> **TASK BRIEF**:
Can you give every line of the listing below as a numbered list, with blank lines and the pictures left out?

> **Object outline annotations**:
* * *

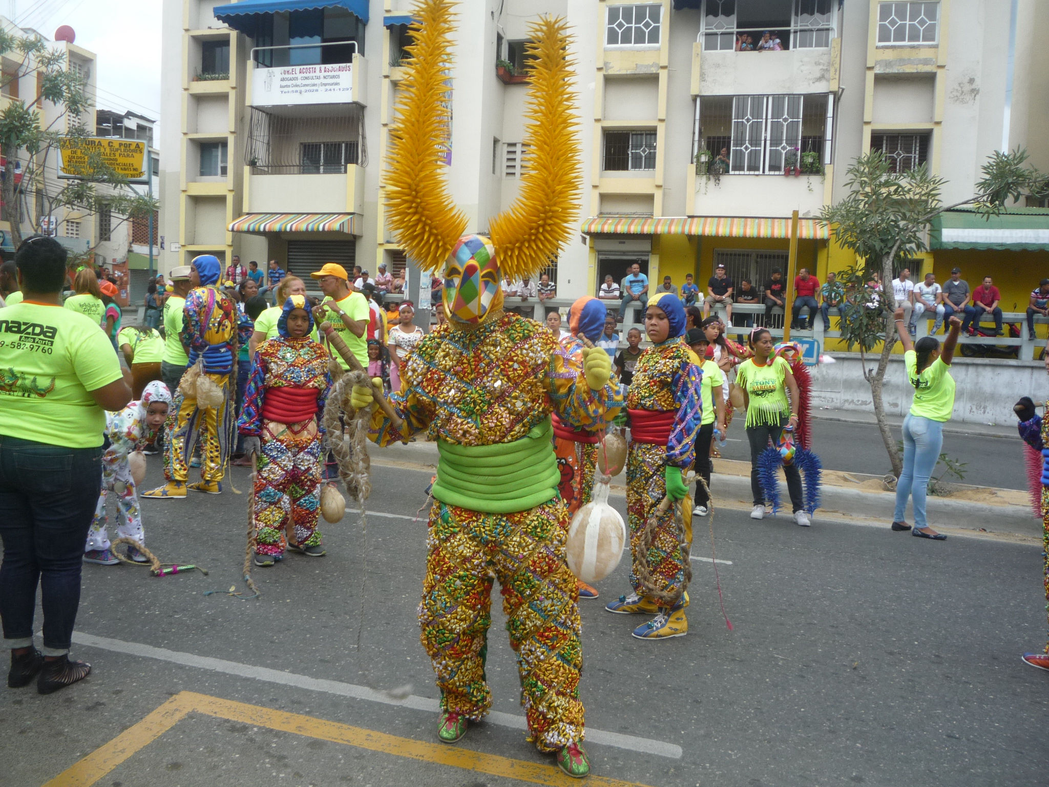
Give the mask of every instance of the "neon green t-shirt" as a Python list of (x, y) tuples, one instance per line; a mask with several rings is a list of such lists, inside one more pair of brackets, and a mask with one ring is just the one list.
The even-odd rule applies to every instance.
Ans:
[[(277, 320), (280, 319), (280, 314), (283, 311), (283, 306), (270, 306), (255, 320), (255, 329), (265, 334), (266, 339), (273, 339), (277, 335)], [(333, 322), (331, 324), (334, 325), (335, 323)], [(314, 325), (313, 333), (309, 336), (315, 342), (320, 343), (320, 333), (318, 333), (316, 325)], [(259, 342), (259, 344), (261, 343)]]
[[(330, 303), (331, 300), (331, 298), (325, 298), (323, 302)], [(349, 352), (354, 354), (358, 363), (360, 363), (364, 368), (368, 368), (368, 340), (365, 338), (368, 335), (367, 324), (369, 318), (371, 317), (368, 299), (360, 293), (350, 293), (341, 301), (338, 301), (336, 305), (345, 312), (349, 319), (364, 323), (364, 335), (355, 336), (354, 333), (346, 327), (346, 323), (342, 321), (342, 318), (340, 318), (339, 315), (335, 313), (329, 313), (327, 315), (327, 319), (331, 322), (331, 325), (335, 326), (336, 333), (338, 333), (339, 336), (342, 337), (342, 340), (346, 342), (346, 346), (349, 347)], [(339, 361), (340, 366), (344, 369), (349, 368), (338, 353), (333, 350), (331, 355)]]
[(721, 397), (722, 386), (725, 384), (725, 374), (713, 361), (704, 361), (701, 368), (703, 369), (703, 382), (700, 396), (703, 402), (703, 420), (700, 423), (706, 426), (712, 424), (718, 416), (714, 395)]
[(903, 354), (903, 363), (907, 366), (907, 380), (915, 386), (911, 414), (929, 421), (950, 421), (955, 409), (955, 379), (950, 376), (950, 366), (937, 358), (918, 375), (918, 354), (913, 349)]
[(190, 357), (186, 355), (183, 347), (183, 340), (179, 338), (183, 333), (183, 310), (186, 307), (186, 299), (172, 295), (164, 304), (164, 356), (160, 358), (165, 363), (175, 366), (185, 366), (190, 362)]
[(779, 426), (790, 418), (787, 399), (787, 375), (792, 375), (790, 364), (776, 358), (771, 364), (758, 366), (750, 358), (738, 365), (735, 384), (747, 391), (747, 426)]
[(126, 327), (116, 335), (116, 347), (131, 345), (131, 363), (159, 363), (164, 360), (164, 339), (154, 328)]
[(88, 391), (120, 379), (113, 345), (89, 317), (24, 301), (0, 312), (0, 434), (97, 448), (106, 414)]
[(94, 321), (95, 325), (106, 324), (106, 303), (102, 298), (95, 298), (90, 293), (66, 298), (66, 302), (63, 305), (66, 309), (71, 309), (73, 312), (80, 312), (85, 317), (89, 317)]

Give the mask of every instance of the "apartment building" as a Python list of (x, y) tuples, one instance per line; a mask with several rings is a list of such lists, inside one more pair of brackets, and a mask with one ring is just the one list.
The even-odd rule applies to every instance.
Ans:
[[(385, 227), (382, 176), (411, 4), (164, 8), (165, 269), (204, 252), (297, 273), (411, 269)], [(839, 270), (850, 255), (815, 219), (872, 147), (946, 177), (948, 203), (996, 149), (1024, 146), (1049, 169), (1034, 133), (1049, 110), (1049, 55), (1034, 45), (1049, 5), (1036, 0), (463, 0), (457, 13), (447, 155), (472, 231), (527, 170), (529, 21), (574, 28), (584, 172), (579, 239), (552, 270), (563, 297), (635, 261), (677, 283), (724, 262), (761, 286), (787, 267), (795, 211), (797, 263)], [(915, 268), (991, 272), (1021, 303), (1049, 261), (1046, 215), (1018, 206), (976, 226), (952, 212)]]

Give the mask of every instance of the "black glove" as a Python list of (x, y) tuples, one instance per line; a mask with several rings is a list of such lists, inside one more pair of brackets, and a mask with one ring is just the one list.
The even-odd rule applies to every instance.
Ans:
[(1034, 402), (1030, 397), (1021, 397), (1020, 401), (1012, 405), (1012, 410), (1022, 422), (1030, 421), (1035, 416)]

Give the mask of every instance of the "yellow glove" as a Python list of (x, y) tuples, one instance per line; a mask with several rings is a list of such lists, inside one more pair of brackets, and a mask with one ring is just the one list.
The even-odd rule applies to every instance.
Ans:
[(583, 374), (591, 390), (601, 390), (612, 377), (612, 359), (603, 347), (583, 349)]
[[(371, 384), (382, 390), (383, 381), (380, 378), (371, 378)], [(364, 409), (373, 401), (376, 401), (376, 392), (367, 385), (355, 385), (349, 391), (349, 403), (355, 410)]]

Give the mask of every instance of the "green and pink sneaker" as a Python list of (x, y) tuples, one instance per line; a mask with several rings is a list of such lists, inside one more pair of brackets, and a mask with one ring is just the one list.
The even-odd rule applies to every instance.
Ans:
[(455, 743), (466, 735), (470, 721), (462, 714), (453, 710), (441, 711), (441, 723), (437, 725), (437, 738), (442, 743)]
[(590, 758), (583, 747), (573, 741), (557, 752), (558, 767), (573, 779), (582, 779), (590, 774)]

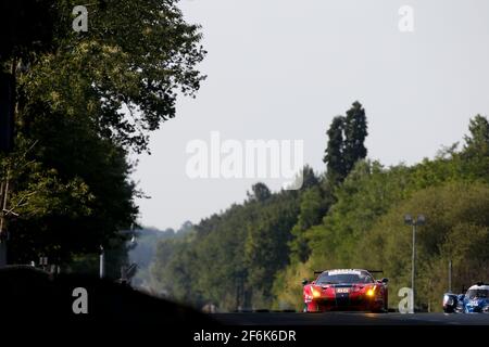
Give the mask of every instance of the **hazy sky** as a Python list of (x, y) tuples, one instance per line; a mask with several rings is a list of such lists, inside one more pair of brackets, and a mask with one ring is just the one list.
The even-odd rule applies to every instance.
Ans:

* * *

> **EXERCISE ANSWER**:
1. Give the mask of every instance of the "neon green t-shirt" as a Python list of (x, y) tuples, one instance per line; a mask with several rings is a list of such lists, inside one more pair of brackets, and a mask with one ring is just the one list.
2. The even-odd rule applies to every instance.
3. Ans:
4. [[(277, 320), (280, 319), (280, 314), (283, 311), (283, 306), (270, 306), (255, 320), (255, 329), (265, 334), (266, 339), (273, 339), (277, 335)], [(333, 322), (331, 324), (334, 325), (335, 323)], [(314, 325), (313, 333), (309, 336), (315, 342), (320, 343), (320, 333), (318, 333), (316, 325)], [(259, 342), (259, 344), (261, 343)]]
5. [[(330, 303), (331, 300), (331, 298), (325, 298), (323, 302)], [(349, 352), (354, 354), (358, 363), (360, 363), (364, 368), (368, 368), (368, 340), (365, 338), (368, 335), (367, 324), (369, 318), (371, 317), (368, 299), (360, 293), (350, 293), (341, 301), (338, 301), (336, 305), (345, 312), (349, 319), (364, 323), (364, 335), (355, 336), (354, 333), (346, 327), (346, 323), (342, 321), (342, 318), (340, 318), (339, 315), (335, 313), (329, 313), (327, 315), (327, 319), (331, 322), (331, 325), (335, 326), (336, 333), (338, 333), (339, 336), (342, 337), (342, 340), (346, 342), (346, 346), (349, 347)], [(339, 361), (340, 366), (344, 369), (349, 368), (338, 353), (333, 350), (331, 355)]]
6. [(721, 397), (722, 386), (725, 384), (725, 374), (713, 361), (704, 361), (701, 368), (703, 369), (703, 382), (700, 396), (703, 402), (703, 420), (700, 423), (706, 426), (712, 424), (718, 416), (714, 395)]
7. [(903, 354), (903, 363), (907, 366), (907, 380), (915, 386), (911, 414), (929, 421), (950, 421), (955, 409), (955, 379), (950, 376), (950, 366), (937, 358), (918, 375), (918, 354), (913, 349)]
8. [(190, 357), (186, 355), (183, 347), (183, 340), (179, 338), (183, 333), (183, 310), (186, 307), (186, 299), (172, 295), (164, 304), (164, 356), (160, 358), (165, 363), (175, 366), (185, 366), (190, 362)]
9. [(779, 426), (790, 418), (787, 399), (787, 375), (792, 375), (790, 364), (776, 358), (771, 364), (758, 366), (750, 358), (738, 365), (735, 384), (747, 391), (747, 426)]
10. [(126, 327), (116, 335), (116, 347), (131, 345), (131, 363), (159, 363), (164, 360), (164, 339), (154, 328)]
11. [(88, 391), (120, 379), (113, 345), (89, 317), (24, 301), (0, 312), (0, 434), (97, 448), (106, 414)]
12. [(94, 321), (95, 325), (106, 324), (106, 303), (102, 298), (95, 298), (90, 293), (66, 298), (66, 302), (63, 305), (66, 309), (71, 309), (73, 312), (80, 312), (85, 317), (89, 317)]
13. Give the mask of every instance of the "apartment building" as a Python list of (x, y) tuples, one instance per line; a mask with several rings is a list of such lists, inside one more pair of brackets, and a mask with one ring is just the one list.
14. The even-odd rule applies to every instance.
15. Ans:
16. [[(385, 227), (382, 176), (411, 4), (164, 8), (165, 269), (204, 252), (297, 273), (411, 269)], [(839, 270), (850, 255), (815, 219), (872, 147), (946, 177), (948, 203), (996, 149), (1024, 146), (1049, 169), (1034, 133), (1049, 110), (1049, 55), (1034, 45), (1049, 5), (1036, 0), (463, 0), (457, 13), (447, 155), (472, 231), (527, 170), (529, 21), (574, 28), (584, 172), (579, 239), (552, 270), (563, 297), (635, 261), (677, 283), (724, 262), (761, 286), (787, 267), (795, 211), (797, 263)], [(915, 268), (991, 272), (1021, 303), (1049, 261), (1046, 215), (1018, 206), (976, 226), (952, 212)]]
17. Give the mask of every instance of the "black glove" as a Python list of (x, y) tuples, one instance per line; a mask with several rings is a list of such lists, inside one more pair of brackets, and a mask with one ring is just the one list.
18. The even-odd rule applies to every instance.
19. Ans:
20. [(1034, 402), (1030, 397), (1021, 397), (1020, 401), (1012, 405), (1012, 410), (1022, 422), (1030, 421), (1035, 416)]
21. Give the mask of every instance of the "yellow glove" as a Python list of (x, y) tuples, one instance per line; a mask with several rings is a list of such lists, inside one more pair of brackets, and a mask with one ring is just the one list.
22. The even-odd rule applies to every instance.
23. Ans:
24. [(583, 374), (591, 390), (601, 390), (612, 377), (612, 359), (603, 347), (583, 349)]
25. [[(371, 384), (382, 390), (383, 381), (380, 378), (371, 378)], [(364, 409), (373, 401), (376, 401), (376, 392), (367, 385), (355, 385), (349, 391), (349, 403), (355, 410)]]
26. Give the mask of every instance of the "green and pink sneaker" as a Python list of (x, y) tuples, one instance per line; a mask with several rings is a list of such lists, inside one more pair of brackets, and a mask with one ring is just the one list.
27. The even-odd rule applies to every instance.
28. Ans:
29. [(455, 743), (466, 735), (470, 721), (462, 714), (453, 710), (441, 711), (441, 723), (437, 725), (437, 738), (442, 743)]
30. [(590, 758), (583, 747), (573, 741), (557, 752), (558, 767), (573, 779), (582, 779), (590, 774)]
31. Give the mask of every instance of the **hazy sky** as a Python list of (x, y) tuples, one instance per line; a mask with several rings is a list of such lists, inside one more pair of brackets, and a mask with one ring is just the one list.
32. The even-odd rule applies to every instance.
33. Ans:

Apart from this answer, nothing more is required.